[Task objective]
Your job is to copy all the entries precisely as they stand.

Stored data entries
================================

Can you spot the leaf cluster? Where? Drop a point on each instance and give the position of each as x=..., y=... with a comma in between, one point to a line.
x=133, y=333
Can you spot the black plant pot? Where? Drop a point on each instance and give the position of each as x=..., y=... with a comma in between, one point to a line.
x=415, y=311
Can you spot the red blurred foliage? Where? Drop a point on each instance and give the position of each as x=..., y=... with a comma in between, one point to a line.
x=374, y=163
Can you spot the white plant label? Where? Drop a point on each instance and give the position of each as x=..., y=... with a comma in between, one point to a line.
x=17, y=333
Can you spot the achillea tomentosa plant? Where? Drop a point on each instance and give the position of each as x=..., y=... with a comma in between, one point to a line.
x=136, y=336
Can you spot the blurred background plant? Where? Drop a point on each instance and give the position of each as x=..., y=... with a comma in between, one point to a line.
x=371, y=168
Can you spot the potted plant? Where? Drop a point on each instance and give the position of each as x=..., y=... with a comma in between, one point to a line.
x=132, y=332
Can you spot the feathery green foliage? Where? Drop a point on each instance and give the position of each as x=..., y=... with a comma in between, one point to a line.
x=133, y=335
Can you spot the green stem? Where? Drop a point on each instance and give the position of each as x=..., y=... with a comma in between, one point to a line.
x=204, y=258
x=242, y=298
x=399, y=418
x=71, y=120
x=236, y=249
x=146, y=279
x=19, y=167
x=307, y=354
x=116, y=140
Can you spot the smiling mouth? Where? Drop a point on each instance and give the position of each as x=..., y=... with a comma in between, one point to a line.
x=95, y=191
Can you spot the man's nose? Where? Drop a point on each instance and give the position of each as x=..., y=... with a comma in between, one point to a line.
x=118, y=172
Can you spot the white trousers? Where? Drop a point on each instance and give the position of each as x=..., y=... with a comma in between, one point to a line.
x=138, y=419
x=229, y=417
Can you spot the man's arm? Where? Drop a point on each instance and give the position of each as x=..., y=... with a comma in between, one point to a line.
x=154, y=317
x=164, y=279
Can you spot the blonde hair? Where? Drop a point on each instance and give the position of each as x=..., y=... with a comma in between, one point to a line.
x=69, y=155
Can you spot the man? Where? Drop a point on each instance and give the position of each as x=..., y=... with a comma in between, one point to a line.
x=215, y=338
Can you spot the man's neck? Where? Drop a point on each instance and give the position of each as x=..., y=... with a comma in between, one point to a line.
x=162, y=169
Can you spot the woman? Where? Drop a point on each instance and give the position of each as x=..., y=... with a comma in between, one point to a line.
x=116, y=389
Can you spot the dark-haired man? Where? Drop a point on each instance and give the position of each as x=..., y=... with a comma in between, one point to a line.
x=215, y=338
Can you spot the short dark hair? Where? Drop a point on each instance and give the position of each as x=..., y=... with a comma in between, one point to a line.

================================

[Solution to this task]
Can you spot the leaf cluster? Where? Drop a point on each instance and give the position of each as x=..., y=... with a comma in between, one point to a line.
x=133, y=333
Can you spot the black plant pot? Where? Drop a point on each instance and give the position of each as x=..., y=... with a comma in between, one point to a line.
x=415, y=311
Can you spot the red blurred foliage? Where? Drop a point on each instance and give the position of each as x=..., y=... with a comma in between, one point to a line.
x=374, y=163
Can you spot the white plant label? Where? Drop a point on each instance and give the position of each as x=..., y=... with a comma in between, one point to a line.
x=17, y=333
Can you spot the achillea tomentosa plant? Where? Drop a point on each instance and give the position of each as x=..., y=... with a comma in between, one point to a line.
x=136, y=336
Can you spot the blurred background plant? Where? Drop a point on each instance and give the position of each as x=..., y=... with a comma in between, one point to a line.
x=371, y=168
Can you spot the potted plant? Where? Drop a point on each instance and give the position of each as x=..., y=... with a comma in between, one point to a line.
x=132, y=332
Can you spot the feathery green foliage? Where? Drop a point on each instance and give the position of each as x=..., y=... with a comma in between, one point to a line.
x=133, y=335
Can you spot the green stem? Where? Drop a point on each instance and give the position of each as x=..., y=... with a comma in between, one point to a line.
x=204, y=258
x=242, y=298
x=399, y=418
x=71, y=120
x=236, y=249
x=146, y=279
x=19, y=167
x=307, y=354
x=116, y=140
Can you spot the smiling mouth? Where? Drop a point on each instance and give the position of each as x=..., y=... with a comma in between, one point to a line.
x=95, y=191
Can you spot the man's nose? Where? Drop a point on each instance and give the position of each as x=..., y=... with a comma in between, one point to a line.
x=118, y=172
Can you spot the white trousers? Where? Drop a point on each instance and give the position of each as x=..., y=... with a comma in between, one point to a line.
x=138, y=419
x=229, y=417
Can you spot the man's arm? Where? Drop a point on each instance and give the position of each as x=..., y=... with a comma in between, one point to a line.
x=154, y=317
x=164, y=279
Can you spot the blonde hair? Where? Drop a point on each instance and give the position of each as x=..., y=... with a comma in between, one point to a line.
x=69, y=155
Can you spot the man? Where? Drop a point on each instance and give the position of each as x=..., y=... with a comma in between, one point to a line.
x=215, y=338
Can you spot the man's neck? Where? Drop a point on each instance and give the position of each as x=..., y=... with a comma in between, one point to a line.
x=162, y=169
Can you spot the woman? Where? Drop a point on each instance and give the position of each as x=..., y=... with a comma in between, one point to a line.
x=116, y=389
Can you spot the dark-haired man? Where? Drop a point on each instance and give the position of each as x=..., y=... with a comma in between, one point to a line.
x=215, y=338
Can you spot the short dark hair? Where? Drop a point on each instance and give the position of each as x=..., y=... with a comma in between, one point to a line.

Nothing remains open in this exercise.